→ **Short exercise A**:
Answer these from the passage on Jefferson and Publicola:
(i) Who did Jefferson write the Beckley-Smith story to on July 17th?
(ii) Who did Jefferson believe Publicola was?
(iii) On what date did Jefferson write to Paine?
→ **Short exercise B**: Write a continuation of the passage on Jefferson and the Publicola controversy, starting after its last sentence.

→ **Text section**:
========================================

These words of Lear to Washington, written no doubt in Randolph's presence, suggest the delicacy of the situation. Jefferson's anxiety led him to write Vice-President Adams (July 17th) the Beckley-Smith story.
"I thought [he adds] so little of the note that I did not even keep a copy of it, nor ever heard a tittle more of it till, the week following, I was thunderstruck with seeing it come out at the head of the pamphlet. I hoped that it would not attract. But I found on my return from a journey of a month, that a writer came forward under the name of Publicola, attacking not only the author and principles of the pamphlet, but myself as its sponsor by name. Soon after came hosts of other writers, defending the pamphlet and attacking you by name as the writer of Publicola. Thus our names were thrown on the stage as public antagonists."
Then follows some effusiveness for Adams, and protestations that he has written none of these attacks. Jefferson fully believed that Publicola was the Vice-President, and had so informed Monroe, on July 10th. It was important that his lieutenants should not suspect their leader of shrinking, and Jefferson's letters to them are in a different vein. "Publicola," he tells Monroe, "in attacking all Paine's principles, is very desirous of involving me in the same censure with the author. I certainly merit the same, for I profess the same principles; but it is equally certain I never meant to have entered as a volunteer in the cause. My occupations do not permit it." To Paine he writes (July 29th): "Indeed I am glad you did not come away till you had written your Rights of Man. A writer under the signature of Publicola has attacked it, and a host of champions has entered the arena immediately in your defence." It is added that the controversy has shown the people firm in their republicanism, "contrary to the assertions of a sect here, high in name but small in numbers," who were hoping that the masses were becoming converted "to the doctrine of King, Lords, and Commons."

========================================

Segmentation annotation records:

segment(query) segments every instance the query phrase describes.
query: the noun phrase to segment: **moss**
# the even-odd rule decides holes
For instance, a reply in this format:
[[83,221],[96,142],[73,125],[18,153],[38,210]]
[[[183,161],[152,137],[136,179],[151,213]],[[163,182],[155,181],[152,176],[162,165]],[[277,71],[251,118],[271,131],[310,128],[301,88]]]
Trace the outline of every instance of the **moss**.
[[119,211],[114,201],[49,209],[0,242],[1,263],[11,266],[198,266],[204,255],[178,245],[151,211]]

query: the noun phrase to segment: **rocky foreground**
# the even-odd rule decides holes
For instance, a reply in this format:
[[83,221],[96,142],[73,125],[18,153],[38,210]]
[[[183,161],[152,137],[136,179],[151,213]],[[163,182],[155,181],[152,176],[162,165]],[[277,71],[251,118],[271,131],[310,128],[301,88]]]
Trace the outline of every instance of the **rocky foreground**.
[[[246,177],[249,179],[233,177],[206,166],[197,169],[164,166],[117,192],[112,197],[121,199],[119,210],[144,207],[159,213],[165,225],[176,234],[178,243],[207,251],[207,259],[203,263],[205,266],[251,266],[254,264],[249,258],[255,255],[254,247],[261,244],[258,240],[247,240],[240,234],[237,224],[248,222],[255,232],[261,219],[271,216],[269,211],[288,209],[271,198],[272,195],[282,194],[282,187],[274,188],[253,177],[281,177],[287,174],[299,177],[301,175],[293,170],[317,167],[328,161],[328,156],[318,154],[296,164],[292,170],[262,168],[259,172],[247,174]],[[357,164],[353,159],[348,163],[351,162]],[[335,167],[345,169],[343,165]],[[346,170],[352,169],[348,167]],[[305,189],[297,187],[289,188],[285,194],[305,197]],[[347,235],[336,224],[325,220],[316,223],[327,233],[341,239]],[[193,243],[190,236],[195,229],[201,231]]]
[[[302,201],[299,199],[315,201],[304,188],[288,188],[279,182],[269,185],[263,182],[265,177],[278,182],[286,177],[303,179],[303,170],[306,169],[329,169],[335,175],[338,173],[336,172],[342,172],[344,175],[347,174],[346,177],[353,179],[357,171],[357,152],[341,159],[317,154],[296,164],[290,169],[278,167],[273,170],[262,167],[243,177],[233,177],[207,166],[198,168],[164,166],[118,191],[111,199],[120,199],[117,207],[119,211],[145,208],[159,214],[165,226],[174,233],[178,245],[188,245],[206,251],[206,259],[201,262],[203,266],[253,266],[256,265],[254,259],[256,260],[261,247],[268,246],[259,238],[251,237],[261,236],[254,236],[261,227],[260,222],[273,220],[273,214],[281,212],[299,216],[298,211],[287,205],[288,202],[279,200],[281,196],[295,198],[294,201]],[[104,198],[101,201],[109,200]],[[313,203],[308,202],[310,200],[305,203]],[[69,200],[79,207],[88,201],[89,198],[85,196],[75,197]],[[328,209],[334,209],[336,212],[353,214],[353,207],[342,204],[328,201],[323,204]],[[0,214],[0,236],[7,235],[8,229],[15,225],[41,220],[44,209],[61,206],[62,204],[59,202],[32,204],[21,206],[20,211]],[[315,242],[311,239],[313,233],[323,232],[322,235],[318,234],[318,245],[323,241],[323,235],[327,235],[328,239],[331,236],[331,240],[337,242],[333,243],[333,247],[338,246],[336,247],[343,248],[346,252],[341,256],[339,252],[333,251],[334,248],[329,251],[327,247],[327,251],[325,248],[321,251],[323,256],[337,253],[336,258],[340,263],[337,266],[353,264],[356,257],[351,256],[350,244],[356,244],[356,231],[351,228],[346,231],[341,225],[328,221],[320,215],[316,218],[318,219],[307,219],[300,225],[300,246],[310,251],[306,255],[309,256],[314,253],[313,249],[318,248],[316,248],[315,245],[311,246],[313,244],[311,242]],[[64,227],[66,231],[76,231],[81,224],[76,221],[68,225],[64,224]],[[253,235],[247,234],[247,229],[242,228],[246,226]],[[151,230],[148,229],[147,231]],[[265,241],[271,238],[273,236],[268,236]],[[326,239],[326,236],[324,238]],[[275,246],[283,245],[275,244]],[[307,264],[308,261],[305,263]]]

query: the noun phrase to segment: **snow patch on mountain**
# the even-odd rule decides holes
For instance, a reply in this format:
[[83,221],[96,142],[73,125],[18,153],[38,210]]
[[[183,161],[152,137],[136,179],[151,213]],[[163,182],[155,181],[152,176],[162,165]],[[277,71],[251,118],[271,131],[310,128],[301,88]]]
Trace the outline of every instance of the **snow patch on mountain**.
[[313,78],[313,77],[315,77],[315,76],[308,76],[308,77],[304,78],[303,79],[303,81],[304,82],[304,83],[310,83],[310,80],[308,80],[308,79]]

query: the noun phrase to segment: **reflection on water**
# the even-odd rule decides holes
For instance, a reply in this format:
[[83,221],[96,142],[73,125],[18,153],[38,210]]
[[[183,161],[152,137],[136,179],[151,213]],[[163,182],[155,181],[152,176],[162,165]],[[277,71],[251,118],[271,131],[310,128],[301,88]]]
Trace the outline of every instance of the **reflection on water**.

========================================

→ **Response A**:
(i) Vice-President Adams
(ii) The Vice-President
(iii) July 29th

→ **Response B**:
In the letter to which this was a reply, Paine had stated his intention of returning to America in the spring.* The enthusiasm for Paine and his principles elicited by the controversy was so overwhelming that Edmund Randolph and Jefferson made an effort to secure him a place in Washington's Cabinet. But, though reinforced by Madison, they failed**
* "I enclose you a few observations on the establishment of
a Mint. I have not seen your report on that subject and
therefore cannot tell how nearly our opinions run together;
but as it is by thinking upon and talking subjects over that
we approach towards truth, there may probably be something
in the enclosed that may be of use.—As the establishment of
a Mint combines a portion of politics with a knowledge of
the Arts, and a variety of other matters, it is a subject I
shall very much like to talk with you upon. I intend at all
events to be in America in the Spring, and it will please me
much to arrive before you have gone thro' the arrangement."
—Paine to Jefferson, dated London, September 28, 1790.
** Madison to Jefferson, July 13th,—"I wish you success
with all my heart in your efforts for Paine. Besides the
advantage to him which he deserves, an appointment for him
at this moment would do public good in various ways."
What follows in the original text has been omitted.